Problem statement: Print every one of the records below again word for word, keeping each line unchanged.

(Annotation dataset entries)
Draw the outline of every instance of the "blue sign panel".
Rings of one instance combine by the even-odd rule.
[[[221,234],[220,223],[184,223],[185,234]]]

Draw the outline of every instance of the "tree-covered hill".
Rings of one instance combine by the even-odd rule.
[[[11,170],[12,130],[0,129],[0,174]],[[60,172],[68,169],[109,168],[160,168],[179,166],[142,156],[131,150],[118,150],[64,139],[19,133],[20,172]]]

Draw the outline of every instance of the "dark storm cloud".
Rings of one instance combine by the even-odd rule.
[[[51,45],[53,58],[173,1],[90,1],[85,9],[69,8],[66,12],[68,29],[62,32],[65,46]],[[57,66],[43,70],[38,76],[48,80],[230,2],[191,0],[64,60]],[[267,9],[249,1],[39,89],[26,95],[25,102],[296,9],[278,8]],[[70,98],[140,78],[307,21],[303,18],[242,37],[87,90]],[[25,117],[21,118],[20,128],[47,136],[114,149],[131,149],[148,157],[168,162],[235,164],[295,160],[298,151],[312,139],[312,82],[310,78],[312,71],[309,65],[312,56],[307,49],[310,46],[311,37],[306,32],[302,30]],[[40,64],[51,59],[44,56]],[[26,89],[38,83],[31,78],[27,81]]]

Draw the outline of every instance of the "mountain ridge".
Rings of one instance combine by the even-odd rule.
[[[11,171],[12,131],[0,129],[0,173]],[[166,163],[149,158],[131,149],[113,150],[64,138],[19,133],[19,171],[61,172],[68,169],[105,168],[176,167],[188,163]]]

Full solution:
Draw the outline of every instance of the "blue sign panel".
Rings of one instance combine by the even-odd rule.
[[[221,234],[220,223],[184,223],[185,234]]]

Draw the outline of every instance of the "tree-covered hill".
Rings of one instance combine by the even-odd rule.
[[[11,170],[12,130],[0,129],[0,174]],[[60,172],[68,169],[109,168],[160,168],[179,166],[142,156],[131,150],[118,150],[64,139],[19,133],[20,172]]]

Draw the outline of every instance of the "dark storm cloud".
Rings of one instance combine by the even-odd rule.
[[[51,45],[53,58],[173,1],[90,1],[85,9],[69,8],[66,12],[68,29],[62,32],[65,46]],[[57,66],[43,70],[38,76],[48,80],[230,2],[191,0],[64,60]],[[267,9],[249,1],[39,89],[26,95],[25,102],[296,9],[278,8]],[[70,98],[140,78],[307,21],[303,18],[242,37],[87,90]],[[25,117],[21,118],[20,128],[47,136],[114,149],[131,149],[148,157],[168,162],[235,164],[295,160],[298,151],[312,139],[312,82],[310,78],[312,71],[309,65],[312,56],[307,49],[310,46],[311,37],[306,32],[302,30]],[[40,64],[51,59],[44,56]],[[26,89],[38,83],[31,78],[27,81]]]

Draw the outline of every instance of the "mountain ridge".
Rings of one instance combine by the even-odd rule.
[[[11,171],[12,131],[0,129],[0,173]],[[166,163],[149,158],[131,149],[113,150],[64,138],[19,133],[19,171],[61,172],[68,169],[105,168],[176,167],[188,163]]]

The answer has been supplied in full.